◆ **What you have to do**
Your answer must be every line of the data that contains "white".

Region pointing data
——
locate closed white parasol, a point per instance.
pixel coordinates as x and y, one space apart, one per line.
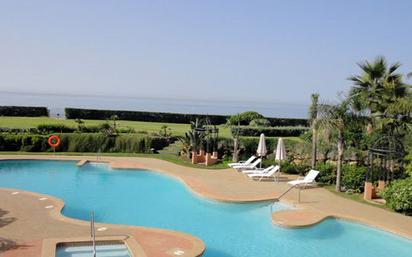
261 151
280 151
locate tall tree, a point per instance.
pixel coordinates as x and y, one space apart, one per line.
377 87
313 115
336 117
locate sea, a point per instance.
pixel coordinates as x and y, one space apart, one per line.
56 104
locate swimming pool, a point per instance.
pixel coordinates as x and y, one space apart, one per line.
229 230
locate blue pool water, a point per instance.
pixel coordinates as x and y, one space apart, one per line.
115 250
229 230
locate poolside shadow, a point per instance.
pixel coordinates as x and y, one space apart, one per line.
326 230
6 245
212 252
4 221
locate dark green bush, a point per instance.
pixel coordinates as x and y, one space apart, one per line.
244 118
76 113
353 177
269 131
61 128
327 173
398 195
20 130
25 111
55 128
283 122
259 123
23 142
84 142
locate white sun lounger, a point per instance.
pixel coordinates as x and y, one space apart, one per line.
248 167
309 179
270 174
249 161
258 171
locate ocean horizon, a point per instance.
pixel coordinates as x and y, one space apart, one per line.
56 104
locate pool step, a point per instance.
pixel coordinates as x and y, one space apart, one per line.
86 251
81 163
——
◆ **Task answer**
locate closed white parasol, a point per instance.
locate white sun lounger, a point per instance.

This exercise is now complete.